◆ **Objetivo do exercício**: Reproduza na íntegra, sem qualquer alteração, o texto abaixo sobre o crescimento económico e a população ativa.

◆ **Texto fornecido**:
---------------
Atualmente, esta lógica pode falhar por duas dinâmicas socioeconómicas recentes, podendo camuflar vários problemas sérios na nossa sociedade. Primeiro, o crescimento recente tem sido sectorialmente desequilibrado, favorecendo o turismo. Isto pode implicar que quem trabalha no turismo está melhor, enquanto quem não trabalha nesse setor pode estar pior. É por isso que, apesar deste crescimento surpreendente, os despedimentos coletivos atingem recordes desde os tempos da Troika.

Segundo, a outra dinâmica que está a pôr em causa a lógica do crescimento é o ritmo de imigração. Obter dados em tempo real da imigração é um desafio, porque os últimos dados oficiais rementem-nos para 2022, mas é possível contornar este problema com os dados da população ativa que o INE estima todos os meses (somando os empregados com os desempregados). Olhando para estes dados, o ritmo de crescimento da população ativa está em máximos históricos desde que há registos: de 2021 para 2023, houve um aumento de 208 mil pessoas, mais do que o aumento pós-25 de abril com os retornados e com a entrada das mulheres no mercado de trabalho (o crescimento máximo em dois anos foi de 191 mil). Só em 2023 a população ativa aumentou 124,7 mil pessoas, que se compara com o aumento de 122,5 mil de 2014 a 2019. Ou seja, a população ativa aumentou num só ano o equivalente àqueles cinco anos.
---------------
◆ **Registos**:

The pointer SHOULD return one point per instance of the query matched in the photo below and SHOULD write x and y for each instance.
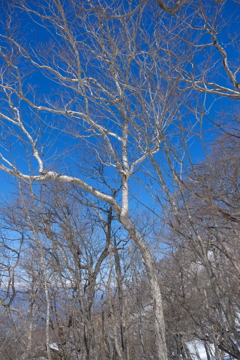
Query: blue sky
(37, 35)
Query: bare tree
(116, 86)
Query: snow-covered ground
(198, 351)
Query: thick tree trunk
(155, 288)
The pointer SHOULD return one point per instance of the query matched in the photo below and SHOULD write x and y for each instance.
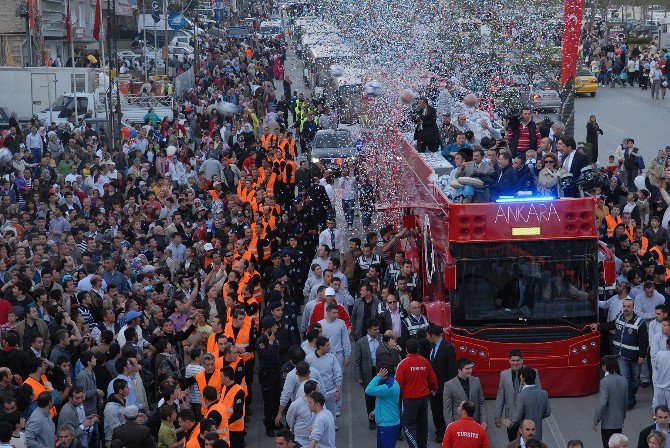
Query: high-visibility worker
(208, 377)
(232, 398)
(217, 413)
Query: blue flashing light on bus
(503, 199)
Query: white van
(271, 28)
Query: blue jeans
(630, 370)
(348, 209)
(366, 218)
(387, 436)
(36, 154)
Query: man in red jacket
(417, 380)
(465, 432)
(319, 312)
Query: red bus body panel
(408, 190)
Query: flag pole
(74, 71)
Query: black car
(333, 148)
(4, 118)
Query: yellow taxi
(585, 82)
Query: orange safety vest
(261, 175)
(243, 337)
(192, 441)
(611, 224)
(222, 430)
(629, 232)
(289, 172)
(288, 146)
(644, 245)
(212, 346)
(38, 388)
(659, 255)
(234, 366)
(267, 140)
(214, 381)
(228, 401)
(270, 185)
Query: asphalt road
(620, 113)
(625, 112)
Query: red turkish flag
(97, 23)
(572, 28)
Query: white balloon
(226, 108)
(373, 88)
(407, 96)
(336, 70)
(5, 155)
(639, 182)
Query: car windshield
(271, 30)
(332, 140)
(61, 103)
(512, 282)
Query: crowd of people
(614, 64)
(149, 285)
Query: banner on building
(572, 28)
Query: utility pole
(116, 67)
(165, 43)
(110, 61)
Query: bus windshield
(513, 282)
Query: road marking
(556, 431)
(612, 127)
(350, 411)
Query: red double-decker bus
(516, 273)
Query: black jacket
(444, 364)
(525, 180)
(429, 131)
(505, 182)
(642, 441)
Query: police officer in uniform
(269, 363)
(287, 331)
(629, 345)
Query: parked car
(333, 148)
(181, 52)
(4, 118)
(543, 97)
(126, 33)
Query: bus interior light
(504, 199)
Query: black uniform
(269, 363)
(287, 335)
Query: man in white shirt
(323, 426)
(299, 417)
(336, 331)
(613, 304)
(332, 237)
(661, 367)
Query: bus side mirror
(450, 276)
(609, 272)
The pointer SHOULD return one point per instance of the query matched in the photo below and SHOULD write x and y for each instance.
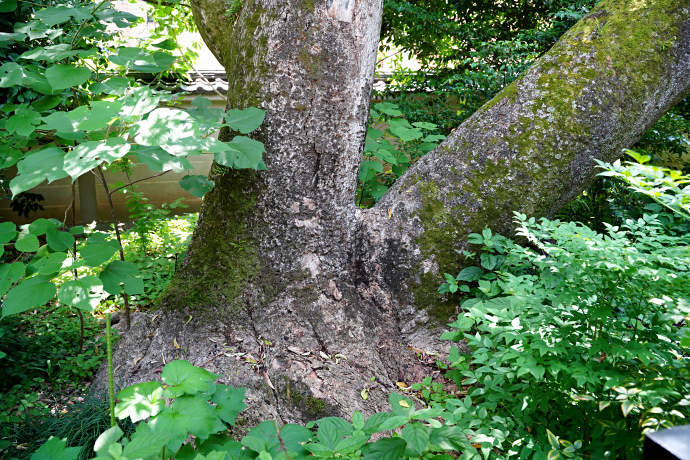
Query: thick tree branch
(532, 148)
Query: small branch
(125, 296)
(139, 180)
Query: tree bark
(313, 304)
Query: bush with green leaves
(392, 145)
(576, 338)
(191, 405)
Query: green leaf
(29, 294)
(59, 241)
(7, 6)
(244, 153)
(384, 449)
(11, 74)
(56, 449)
(118, 272)
(190, 414)
(84, 293)
(27, 243)
(196, 185)
(158, 160)
(50, 264)
(98, 250)
(470, 274)
(145, 443)
(401, 405)
(368, 169)
(553, 440)
(88, 155)
(245, 121)
(10, 274)
(55, 15)
(417, 436)
(40, 226)
(23, 123)
(8, 231)
(357, 420)
(185, 378)
(100, 115)
(61, 76)
(140, 401)
(37, 167)
(142, 60)
(106, 439)
(166, 126)
(229, 402)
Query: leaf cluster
(575, 335)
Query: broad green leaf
(351, 444)
(229, 402)
(9, 157)
(23, 123)
(60, 122)
(27, 243)
(84, 293)
(54, 53)
(185, 378)
(100, 115)
(10, 75)
(97, 251)
(244, 153)
(7, 6)
(46, 103)
(449, 438)
(140, 102)
(61, 76)
(373, 423)
(400, 405)
(187, 414)
(406, 134)
(424, 125)
(159, 160)
(59, 241)
(470, 274)
(368, 169)
(37, 167)
(332, 430)
(140, 401)
(196, 185)
(55, 15)
(114, 85)
(29, 294)
(8, 231)
(385, 155)
(56, 449)
(245, 121)
(417, 436)
(50, 264)
(145, 443)
(10, 274)
(87, 155)
(357, 420)
(166, 126)
(106, 439)
(384, 449)
(118, 272)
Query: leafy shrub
(392, 145)
(574, 333)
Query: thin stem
(111, 379)
(138, 180)
(116, 223)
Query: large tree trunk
(323, 297)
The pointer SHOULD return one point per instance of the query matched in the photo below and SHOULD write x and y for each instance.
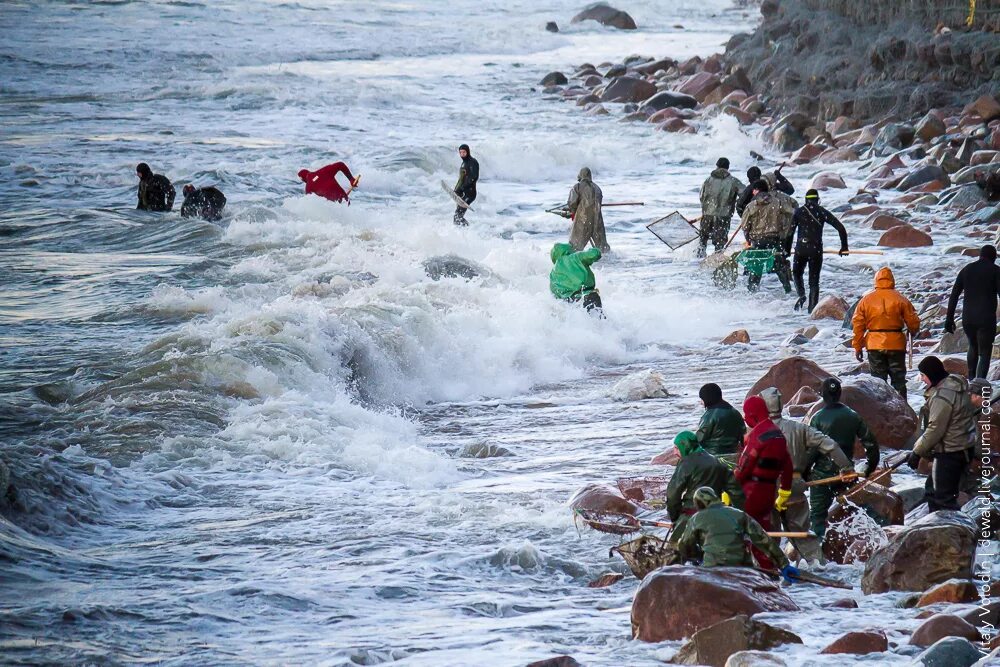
---------------
◆ **Resultado do exercício**:
Atualmente, esta lógica pode falhar por duas dinâmicas socioeconómicas recentes, podendo camuflar vários problemas sérios na nossa sociedade. Primeiro, o crescimento recente tem sido sectorialmente desequilibrado, favorecendo o turismo. Isto pode implicar que quem trabalha no turismo está melhor, enquanto quem não trabalha nesse setor pode estar pior. É por isso que, apesar deste crescimento surpreendente, os despedimentos coletivos atingem recordes desde os tempos da Troika.

Segundo, a outra dinâmica que está a pôr em causa a lógica do crescimento é o ritmo de imigração. Obter dados em tempo real da imigração é um desafio, porque os últimos dados oficiais rementem-nos para 2022, mas é possível contornar este problema com os dados da população ativa que o INE estima todos os meses (somando os empregados com os desempregados). Olhando para estes dados, o ritmo de crescimento da população ativa está em máximos históricos desde que há registos: de 2021 para 2023, houve um aumento de 208 mil pessoas, mais do que o aumento pós-25 de abril com os retornados e com a entrada das mulheres no mercado de trabalho (o crescimento máximo em dois anos foi de 191 mil). Só em 2023 a população ativa aumentou 124,7 mil pessoas, que se compara com o aumento de 122,5 mil de 2014 a 2019. Ou seja, a população ativa aumentou num só ano o equivalente àqueles cinco anos.